WRITTEN EXERCISE => Recast the lines of the listing from the line containing "Highlight winter coat." up to and including the line containing "56;68;64;86" as a JSON list of strings, one string per line, omitting any blank lines.

Records of labeled boxes
☆ ☆ ☆ ☆ ☆ ☆ ☆

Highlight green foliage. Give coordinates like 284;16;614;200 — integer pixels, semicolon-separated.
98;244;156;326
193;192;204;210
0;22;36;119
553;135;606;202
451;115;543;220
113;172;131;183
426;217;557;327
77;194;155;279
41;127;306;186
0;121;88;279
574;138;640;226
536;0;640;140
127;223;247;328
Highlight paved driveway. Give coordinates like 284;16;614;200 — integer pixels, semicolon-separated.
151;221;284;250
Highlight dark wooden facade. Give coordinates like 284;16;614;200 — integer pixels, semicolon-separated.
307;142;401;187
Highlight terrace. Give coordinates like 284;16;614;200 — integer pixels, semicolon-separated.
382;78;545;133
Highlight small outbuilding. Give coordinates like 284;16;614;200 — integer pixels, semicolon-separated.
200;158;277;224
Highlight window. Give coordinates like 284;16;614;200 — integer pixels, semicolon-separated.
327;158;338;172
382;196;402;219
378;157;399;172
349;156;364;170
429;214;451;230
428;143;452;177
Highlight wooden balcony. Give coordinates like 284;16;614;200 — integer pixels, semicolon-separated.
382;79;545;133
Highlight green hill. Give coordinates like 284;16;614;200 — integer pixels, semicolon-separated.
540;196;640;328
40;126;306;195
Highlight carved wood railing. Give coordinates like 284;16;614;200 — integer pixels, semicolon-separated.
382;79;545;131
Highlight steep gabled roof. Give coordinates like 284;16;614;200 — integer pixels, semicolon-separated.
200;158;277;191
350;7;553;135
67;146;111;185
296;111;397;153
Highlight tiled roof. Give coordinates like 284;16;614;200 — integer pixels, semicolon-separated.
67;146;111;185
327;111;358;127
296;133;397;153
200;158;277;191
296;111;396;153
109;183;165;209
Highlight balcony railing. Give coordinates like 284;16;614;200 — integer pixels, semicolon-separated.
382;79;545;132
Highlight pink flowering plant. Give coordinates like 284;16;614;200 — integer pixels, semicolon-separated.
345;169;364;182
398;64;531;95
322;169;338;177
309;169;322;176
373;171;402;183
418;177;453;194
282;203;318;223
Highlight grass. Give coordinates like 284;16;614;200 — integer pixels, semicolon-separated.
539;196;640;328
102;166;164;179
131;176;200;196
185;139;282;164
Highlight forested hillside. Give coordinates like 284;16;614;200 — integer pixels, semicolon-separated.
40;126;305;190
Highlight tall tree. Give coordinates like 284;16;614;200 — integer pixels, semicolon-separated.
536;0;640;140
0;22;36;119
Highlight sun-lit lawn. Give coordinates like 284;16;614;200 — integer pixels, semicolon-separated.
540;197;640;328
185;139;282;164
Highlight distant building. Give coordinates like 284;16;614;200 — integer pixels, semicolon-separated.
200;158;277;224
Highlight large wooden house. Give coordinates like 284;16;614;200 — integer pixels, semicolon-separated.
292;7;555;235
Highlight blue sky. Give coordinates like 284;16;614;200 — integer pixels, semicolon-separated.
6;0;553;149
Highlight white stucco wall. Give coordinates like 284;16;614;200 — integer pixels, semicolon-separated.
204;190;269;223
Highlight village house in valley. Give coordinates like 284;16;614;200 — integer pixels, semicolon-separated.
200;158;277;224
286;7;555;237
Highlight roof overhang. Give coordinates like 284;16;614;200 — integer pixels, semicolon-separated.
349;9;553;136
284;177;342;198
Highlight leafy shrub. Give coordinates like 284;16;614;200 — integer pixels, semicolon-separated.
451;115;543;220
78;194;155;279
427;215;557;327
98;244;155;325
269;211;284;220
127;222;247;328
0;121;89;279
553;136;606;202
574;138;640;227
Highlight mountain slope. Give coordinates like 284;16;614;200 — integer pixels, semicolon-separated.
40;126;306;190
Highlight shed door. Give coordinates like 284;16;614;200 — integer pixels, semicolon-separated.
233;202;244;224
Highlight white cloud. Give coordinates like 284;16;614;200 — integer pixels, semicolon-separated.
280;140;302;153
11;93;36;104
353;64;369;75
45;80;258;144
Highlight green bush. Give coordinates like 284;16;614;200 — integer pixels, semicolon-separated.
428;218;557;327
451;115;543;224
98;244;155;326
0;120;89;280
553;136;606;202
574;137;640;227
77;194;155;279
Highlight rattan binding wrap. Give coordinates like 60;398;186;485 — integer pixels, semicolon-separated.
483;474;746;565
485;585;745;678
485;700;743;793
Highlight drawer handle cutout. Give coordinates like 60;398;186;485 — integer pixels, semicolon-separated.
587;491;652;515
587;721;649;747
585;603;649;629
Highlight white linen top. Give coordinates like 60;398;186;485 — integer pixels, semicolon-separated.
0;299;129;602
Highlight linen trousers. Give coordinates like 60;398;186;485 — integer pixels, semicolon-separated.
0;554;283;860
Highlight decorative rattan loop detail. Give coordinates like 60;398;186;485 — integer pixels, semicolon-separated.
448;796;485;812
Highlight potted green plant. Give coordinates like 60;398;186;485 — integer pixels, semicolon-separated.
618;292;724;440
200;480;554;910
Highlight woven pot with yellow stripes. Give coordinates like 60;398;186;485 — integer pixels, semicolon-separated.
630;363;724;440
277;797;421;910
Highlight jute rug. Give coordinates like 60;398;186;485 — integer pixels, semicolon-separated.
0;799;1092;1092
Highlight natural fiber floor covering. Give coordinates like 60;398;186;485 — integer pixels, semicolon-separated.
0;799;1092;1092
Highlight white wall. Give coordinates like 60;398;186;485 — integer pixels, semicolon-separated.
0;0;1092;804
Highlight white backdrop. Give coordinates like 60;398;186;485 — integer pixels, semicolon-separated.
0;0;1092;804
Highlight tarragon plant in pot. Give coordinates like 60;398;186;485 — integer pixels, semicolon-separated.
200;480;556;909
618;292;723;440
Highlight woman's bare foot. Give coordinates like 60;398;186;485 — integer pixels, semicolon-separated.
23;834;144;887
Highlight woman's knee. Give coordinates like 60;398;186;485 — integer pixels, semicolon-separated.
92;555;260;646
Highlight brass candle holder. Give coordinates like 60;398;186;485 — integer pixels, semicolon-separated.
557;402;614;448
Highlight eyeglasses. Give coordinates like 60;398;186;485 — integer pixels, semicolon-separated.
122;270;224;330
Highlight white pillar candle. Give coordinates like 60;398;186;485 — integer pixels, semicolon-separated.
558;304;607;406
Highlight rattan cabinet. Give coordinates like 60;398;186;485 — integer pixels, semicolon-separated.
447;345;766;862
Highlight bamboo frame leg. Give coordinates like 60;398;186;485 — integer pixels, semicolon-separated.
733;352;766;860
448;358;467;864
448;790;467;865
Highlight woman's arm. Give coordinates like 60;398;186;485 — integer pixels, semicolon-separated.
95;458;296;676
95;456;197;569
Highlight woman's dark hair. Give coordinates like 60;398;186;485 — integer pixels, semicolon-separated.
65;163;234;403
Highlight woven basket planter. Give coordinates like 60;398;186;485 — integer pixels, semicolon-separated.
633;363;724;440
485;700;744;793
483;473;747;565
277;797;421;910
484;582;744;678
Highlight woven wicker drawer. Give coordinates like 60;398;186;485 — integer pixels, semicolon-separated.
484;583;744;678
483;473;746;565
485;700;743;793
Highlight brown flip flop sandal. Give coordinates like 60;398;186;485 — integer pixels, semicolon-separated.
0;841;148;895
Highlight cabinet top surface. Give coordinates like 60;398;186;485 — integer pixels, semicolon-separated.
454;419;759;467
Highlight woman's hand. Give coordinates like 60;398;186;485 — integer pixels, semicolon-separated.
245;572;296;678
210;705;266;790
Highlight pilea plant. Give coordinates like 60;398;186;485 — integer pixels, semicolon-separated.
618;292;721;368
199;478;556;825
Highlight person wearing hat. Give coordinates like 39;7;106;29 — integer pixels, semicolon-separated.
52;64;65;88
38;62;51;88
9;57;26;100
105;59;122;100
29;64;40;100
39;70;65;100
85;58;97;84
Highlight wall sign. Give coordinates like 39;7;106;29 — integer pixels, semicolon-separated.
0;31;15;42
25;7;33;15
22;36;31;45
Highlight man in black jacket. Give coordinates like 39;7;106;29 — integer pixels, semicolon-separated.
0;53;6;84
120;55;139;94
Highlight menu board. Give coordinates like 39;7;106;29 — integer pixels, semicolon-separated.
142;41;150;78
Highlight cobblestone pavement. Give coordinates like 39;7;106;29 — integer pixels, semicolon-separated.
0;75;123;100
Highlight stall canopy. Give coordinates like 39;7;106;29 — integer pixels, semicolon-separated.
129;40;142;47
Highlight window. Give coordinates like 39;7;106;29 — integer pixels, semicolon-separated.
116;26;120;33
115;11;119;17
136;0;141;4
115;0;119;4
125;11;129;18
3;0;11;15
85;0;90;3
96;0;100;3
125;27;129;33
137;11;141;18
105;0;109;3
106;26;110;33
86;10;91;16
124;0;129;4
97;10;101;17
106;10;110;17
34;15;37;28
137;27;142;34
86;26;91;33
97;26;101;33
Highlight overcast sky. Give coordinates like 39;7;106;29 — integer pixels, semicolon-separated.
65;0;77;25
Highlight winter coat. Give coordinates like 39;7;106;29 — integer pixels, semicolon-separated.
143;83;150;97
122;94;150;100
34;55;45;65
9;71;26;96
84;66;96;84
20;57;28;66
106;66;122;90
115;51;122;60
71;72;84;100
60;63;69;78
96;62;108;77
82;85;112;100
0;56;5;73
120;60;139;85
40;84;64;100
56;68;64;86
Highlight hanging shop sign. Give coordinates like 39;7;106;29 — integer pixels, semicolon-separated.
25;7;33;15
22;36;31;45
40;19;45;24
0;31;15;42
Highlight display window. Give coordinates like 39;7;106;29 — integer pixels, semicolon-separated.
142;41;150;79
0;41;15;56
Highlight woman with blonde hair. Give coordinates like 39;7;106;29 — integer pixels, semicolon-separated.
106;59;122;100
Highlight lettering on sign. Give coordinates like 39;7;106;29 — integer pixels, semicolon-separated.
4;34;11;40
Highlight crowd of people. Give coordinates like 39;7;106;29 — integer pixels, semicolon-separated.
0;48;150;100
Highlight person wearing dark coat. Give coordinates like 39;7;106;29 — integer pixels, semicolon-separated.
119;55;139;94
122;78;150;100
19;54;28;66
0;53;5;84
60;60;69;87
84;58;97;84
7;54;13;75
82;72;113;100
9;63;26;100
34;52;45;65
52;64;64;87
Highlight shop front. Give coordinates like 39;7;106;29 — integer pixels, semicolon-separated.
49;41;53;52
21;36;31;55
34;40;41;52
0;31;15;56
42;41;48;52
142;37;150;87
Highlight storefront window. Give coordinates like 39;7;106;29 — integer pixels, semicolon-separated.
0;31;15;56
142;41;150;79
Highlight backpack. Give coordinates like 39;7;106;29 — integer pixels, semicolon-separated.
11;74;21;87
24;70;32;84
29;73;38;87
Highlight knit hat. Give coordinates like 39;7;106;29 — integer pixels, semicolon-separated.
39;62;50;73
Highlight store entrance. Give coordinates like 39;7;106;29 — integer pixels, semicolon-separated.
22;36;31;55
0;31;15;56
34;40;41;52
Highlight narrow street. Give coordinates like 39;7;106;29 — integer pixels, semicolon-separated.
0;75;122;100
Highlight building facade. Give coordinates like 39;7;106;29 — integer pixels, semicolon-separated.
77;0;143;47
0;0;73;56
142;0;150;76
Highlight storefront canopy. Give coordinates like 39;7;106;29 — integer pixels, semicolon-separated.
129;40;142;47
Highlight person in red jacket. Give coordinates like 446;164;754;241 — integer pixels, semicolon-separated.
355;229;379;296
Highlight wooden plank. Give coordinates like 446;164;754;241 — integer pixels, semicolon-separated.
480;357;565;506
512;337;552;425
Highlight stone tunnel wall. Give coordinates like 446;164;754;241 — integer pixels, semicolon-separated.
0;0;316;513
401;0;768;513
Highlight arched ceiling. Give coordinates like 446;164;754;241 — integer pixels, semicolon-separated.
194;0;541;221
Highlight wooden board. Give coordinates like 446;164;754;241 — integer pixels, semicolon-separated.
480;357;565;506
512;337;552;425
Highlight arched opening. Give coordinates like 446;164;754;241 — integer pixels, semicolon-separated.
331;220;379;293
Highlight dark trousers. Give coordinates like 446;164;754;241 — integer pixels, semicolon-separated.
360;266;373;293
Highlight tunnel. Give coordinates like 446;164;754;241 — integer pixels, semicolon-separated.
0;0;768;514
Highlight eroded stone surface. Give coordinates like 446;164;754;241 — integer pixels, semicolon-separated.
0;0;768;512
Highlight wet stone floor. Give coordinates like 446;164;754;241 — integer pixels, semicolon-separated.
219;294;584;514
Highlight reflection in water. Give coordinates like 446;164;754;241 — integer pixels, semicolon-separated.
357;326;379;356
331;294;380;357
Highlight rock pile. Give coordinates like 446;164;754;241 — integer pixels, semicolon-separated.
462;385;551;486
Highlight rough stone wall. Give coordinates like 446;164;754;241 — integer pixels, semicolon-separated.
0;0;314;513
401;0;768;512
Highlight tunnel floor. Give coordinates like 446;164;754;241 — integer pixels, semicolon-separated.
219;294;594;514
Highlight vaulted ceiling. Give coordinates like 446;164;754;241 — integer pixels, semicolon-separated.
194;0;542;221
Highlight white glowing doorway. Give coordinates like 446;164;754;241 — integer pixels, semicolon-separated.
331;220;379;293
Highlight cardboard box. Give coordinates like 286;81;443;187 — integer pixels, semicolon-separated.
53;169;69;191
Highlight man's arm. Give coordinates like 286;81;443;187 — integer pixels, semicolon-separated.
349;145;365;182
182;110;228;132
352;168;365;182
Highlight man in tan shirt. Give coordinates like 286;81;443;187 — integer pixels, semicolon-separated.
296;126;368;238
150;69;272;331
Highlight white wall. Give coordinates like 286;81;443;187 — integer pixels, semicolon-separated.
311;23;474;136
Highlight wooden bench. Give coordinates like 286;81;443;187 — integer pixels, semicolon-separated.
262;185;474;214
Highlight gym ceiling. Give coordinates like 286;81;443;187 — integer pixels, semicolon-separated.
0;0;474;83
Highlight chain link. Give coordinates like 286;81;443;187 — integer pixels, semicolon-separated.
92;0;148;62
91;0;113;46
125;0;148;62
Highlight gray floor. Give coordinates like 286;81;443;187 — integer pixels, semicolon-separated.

☆ ☆ ☆ ☆ ☆ ☆ ☆

RESPONSE TO THIS TASK =>
[
  "Highlight winter coat. Give coordinates like 39;7;106;29 — integer pixels, semicolon-separated.",
  "143;83;150;97",
  "122;94;150;100",
  "34;55;45;65",
  "9;71;26;96",
  "84;66;96;84",
  "20;57;28;66",
  "106;66;122;90",
  "115;51;122;60",
  "71;72;84;100",
  "60;63;69;78",
  "96;62;108;77",
  "82;85;112;100",
  "0;56;5;73",
  "120;60;139;85",
  "40;84;64;100",
  "56;68;64;86"
]